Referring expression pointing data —

—————

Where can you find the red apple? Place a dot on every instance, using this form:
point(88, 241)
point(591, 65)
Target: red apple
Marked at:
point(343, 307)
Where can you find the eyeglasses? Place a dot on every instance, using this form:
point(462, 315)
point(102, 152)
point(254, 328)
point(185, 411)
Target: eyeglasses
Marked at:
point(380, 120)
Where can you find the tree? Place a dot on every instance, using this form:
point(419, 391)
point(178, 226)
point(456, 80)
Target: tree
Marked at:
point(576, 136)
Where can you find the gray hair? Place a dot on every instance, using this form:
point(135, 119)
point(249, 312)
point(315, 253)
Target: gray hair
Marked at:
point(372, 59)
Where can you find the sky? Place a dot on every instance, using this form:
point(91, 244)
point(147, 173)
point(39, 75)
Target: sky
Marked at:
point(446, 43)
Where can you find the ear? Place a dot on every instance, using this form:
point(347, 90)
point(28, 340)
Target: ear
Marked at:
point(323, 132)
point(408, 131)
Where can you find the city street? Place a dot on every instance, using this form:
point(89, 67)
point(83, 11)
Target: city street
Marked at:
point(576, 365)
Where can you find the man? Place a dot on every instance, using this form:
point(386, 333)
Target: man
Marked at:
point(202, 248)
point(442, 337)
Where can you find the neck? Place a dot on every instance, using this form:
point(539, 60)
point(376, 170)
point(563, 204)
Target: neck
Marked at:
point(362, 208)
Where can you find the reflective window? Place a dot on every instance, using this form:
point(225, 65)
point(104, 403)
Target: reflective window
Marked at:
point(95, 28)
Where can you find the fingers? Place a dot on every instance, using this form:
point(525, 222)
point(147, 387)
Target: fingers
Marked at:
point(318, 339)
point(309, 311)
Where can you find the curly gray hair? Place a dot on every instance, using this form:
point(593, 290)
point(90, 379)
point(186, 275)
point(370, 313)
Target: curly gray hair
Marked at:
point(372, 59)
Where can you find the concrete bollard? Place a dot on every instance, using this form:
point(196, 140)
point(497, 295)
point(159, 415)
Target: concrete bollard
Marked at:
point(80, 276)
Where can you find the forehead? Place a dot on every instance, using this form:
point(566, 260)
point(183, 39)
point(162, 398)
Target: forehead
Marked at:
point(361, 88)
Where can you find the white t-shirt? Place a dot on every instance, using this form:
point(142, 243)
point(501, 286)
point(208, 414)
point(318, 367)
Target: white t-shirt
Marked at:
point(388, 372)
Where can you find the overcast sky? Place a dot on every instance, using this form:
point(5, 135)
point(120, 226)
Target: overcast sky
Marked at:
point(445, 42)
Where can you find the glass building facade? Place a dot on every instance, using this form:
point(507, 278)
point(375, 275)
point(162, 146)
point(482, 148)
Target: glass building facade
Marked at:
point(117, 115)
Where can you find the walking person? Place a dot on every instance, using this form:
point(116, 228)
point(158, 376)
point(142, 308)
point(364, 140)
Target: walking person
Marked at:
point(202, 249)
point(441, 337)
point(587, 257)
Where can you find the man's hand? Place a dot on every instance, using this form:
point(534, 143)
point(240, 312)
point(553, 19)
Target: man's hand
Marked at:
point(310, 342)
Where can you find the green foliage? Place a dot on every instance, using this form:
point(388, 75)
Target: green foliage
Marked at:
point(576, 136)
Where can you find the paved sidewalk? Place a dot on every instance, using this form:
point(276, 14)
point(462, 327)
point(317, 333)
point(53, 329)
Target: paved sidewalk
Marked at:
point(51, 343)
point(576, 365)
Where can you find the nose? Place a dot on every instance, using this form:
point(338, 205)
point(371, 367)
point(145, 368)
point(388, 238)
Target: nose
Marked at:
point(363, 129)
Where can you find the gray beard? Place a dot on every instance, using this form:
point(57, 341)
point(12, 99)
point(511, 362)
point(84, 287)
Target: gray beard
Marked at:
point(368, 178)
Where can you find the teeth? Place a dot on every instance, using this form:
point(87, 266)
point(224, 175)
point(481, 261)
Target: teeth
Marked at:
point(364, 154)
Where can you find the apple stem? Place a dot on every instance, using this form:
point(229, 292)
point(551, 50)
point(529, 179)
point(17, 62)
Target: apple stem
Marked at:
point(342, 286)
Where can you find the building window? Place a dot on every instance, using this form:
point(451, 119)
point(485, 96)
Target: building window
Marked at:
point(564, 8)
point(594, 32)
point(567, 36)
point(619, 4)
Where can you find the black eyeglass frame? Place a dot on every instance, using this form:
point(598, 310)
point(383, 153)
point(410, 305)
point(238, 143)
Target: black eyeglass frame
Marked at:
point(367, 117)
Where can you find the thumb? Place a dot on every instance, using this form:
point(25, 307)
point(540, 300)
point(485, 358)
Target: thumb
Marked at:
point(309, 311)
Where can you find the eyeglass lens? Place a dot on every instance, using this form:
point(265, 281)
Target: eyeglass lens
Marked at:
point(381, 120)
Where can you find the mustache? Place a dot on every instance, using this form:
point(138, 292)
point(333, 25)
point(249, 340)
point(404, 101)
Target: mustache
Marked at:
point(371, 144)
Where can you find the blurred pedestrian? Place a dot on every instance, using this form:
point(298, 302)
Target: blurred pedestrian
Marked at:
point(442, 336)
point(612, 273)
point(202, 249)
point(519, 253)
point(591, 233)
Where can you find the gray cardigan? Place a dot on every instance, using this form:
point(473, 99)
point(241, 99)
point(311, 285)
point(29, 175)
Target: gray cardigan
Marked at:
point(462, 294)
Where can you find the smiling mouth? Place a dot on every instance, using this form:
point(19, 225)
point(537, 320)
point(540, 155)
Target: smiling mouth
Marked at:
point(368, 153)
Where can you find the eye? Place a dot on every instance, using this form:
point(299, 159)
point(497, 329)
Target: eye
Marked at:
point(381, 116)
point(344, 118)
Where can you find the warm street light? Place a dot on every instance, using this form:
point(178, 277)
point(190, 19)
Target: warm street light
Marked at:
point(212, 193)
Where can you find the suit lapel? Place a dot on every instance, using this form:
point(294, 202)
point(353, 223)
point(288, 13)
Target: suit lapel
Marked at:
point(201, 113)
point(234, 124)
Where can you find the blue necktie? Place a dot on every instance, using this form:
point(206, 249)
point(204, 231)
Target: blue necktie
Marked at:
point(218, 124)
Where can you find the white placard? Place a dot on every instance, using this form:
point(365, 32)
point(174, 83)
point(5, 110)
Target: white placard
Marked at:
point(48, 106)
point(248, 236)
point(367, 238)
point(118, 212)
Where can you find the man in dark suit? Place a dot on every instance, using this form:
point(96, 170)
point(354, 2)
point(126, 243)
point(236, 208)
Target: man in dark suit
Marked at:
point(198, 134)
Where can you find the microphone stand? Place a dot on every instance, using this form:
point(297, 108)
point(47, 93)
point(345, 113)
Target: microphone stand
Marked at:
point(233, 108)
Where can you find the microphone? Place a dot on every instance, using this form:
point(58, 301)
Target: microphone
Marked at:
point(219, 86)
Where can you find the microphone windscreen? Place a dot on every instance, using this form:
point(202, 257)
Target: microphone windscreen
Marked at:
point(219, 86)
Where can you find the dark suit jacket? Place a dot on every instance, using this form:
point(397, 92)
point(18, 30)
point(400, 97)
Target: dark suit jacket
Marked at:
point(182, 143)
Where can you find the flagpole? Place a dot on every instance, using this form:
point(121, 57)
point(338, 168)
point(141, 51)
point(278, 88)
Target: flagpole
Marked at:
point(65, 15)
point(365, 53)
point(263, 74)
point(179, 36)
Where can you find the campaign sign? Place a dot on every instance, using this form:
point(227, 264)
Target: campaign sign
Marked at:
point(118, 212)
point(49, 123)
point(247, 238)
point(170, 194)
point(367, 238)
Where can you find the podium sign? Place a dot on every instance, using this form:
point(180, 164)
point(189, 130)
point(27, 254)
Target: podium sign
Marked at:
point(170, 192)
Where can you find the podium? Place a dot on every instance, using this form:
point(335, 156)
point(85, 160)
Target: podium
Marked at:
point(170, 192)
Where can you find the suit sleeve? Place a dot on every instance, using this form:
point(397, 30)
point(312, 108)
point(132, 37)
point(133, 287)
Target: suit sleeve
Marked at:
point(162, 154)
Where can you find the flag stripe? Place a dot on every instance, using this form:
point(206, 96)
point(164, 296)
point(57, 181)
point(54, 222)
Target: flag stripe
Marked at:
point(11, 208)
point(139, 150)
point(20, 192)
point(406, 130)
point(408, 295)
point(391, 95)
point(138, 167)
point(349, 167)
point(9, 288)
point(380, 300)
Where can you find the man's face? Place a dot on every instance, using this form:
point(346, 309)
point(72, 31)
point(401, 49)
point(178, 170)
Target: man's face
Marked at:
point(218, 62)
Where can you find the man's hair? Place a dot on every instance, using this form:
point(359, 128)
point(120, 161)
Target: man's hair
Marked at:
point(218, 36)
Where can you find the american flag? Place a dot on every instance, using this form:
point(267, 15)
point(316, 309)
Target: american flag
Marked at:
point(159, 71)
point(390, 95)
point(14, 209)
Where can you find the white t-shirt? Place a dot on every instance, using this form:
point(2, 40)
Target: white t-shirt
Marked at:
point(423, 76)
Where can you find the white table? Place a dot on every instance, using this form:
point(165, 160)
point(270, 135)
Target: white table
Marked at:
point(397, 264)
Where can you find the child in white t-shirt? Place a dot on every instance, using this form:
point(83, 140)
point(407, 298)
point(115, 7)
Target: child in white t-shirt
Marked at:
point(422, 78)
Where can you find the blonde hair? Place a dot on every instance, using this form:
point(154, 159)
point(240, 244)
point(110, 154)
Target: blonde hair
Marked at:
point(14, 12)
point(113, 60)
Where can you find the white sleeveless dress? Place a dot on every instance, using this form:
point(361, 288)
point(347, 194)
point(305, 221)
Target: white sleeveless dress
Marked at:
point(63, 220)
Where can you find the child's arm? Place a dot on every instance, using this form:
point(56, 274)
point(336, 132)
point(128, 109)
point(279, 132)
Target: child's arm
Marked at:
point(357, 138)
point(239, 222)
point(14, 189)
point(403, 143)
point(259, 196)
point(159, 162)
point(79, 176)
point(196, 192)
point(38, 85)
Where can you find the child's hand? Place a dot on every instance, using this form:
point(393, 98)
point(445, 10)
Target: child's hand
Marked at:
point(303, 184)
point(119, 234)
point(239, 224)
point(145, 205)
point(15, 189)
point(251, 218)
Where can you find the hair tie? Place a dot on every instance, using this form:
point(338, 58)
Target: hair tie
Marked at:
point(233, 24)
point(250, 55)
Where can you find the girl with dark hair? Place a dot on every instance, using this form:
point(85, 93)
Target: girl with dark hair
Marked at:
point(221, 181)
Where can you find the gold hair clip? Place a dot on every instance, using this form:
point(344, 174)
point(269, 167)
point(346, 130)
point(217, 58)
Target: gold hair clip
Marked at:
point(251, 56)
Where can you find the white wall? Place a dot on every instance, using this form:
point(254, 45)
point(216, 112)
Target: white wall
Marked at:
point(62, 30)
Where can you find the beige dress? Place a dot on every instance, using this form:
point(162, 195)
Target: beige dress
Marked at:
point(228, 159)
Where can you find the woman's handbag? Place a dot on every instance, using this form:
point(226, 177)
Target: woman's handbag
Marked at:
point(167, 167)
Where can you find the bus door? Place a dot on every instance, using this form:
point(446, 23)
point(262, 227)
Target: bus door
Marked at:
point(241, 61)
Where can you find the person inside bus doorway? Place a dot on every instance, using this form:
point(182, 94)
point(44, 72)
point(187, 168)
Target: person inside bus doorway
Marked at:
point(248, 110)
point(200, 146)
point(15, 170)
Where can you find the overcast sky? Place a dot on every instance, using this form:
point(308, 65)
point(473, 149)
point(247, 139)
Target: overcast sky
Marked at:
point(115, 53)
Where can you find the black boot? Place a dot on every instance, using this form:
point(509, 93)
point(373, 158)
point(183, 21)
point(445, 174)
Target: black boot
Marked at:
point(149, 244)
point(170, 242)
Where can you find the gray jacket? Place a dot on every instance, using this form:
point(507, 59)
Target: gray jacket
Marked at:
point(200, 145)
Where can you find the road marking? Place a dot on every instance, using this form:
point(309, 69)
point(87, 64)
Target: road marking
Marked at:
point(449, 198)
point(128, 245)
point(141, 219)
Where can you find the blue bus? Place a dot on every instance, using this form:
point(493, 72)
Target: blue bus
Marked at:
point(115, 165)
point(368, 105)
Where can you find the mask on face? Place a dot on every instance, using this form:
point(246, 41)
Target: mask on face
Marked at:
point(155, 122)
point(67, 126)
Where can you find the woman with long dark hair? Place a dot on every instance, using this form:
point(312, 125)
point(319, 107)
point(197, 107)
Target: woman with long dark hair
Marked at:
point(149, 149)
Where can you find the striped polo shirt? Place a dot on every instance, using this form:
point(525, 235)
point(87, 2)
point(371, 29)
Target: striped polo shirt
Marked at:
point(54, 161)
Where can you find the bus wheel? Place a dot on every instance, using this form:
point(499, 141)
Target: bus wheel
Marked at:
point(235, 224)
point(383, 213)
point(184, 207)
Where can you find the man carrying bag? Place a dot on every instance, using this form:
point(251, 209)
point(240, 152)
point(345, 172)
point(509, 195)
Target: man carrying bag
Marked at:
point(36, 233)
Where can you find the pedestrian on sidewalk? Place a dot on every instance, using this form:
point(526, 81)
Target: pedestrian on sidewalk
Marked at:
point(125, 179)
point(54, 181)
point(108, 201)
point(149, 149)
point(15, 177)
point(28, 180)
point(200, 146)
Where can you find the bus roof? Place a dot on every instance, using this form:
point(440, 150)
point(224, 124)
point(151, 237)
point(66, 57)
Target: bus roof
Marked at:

—————

EXERCISE REQUIREMENTS —
Starting with the line that holds "Where can you find the beige" and ending with the line that holds "point(226, 177)", retype every line in the data above exactly, and nothing else.

EXERCISE SOLUTION —
Where can you find the beige dress? Place a dot on every instance, using this form:
point(162, 195)
Target: beige dress
Marked at:
point(228, 159)
Where can you find the woman's handbag? Place a dot on every instance, using this form:
point(226, 177)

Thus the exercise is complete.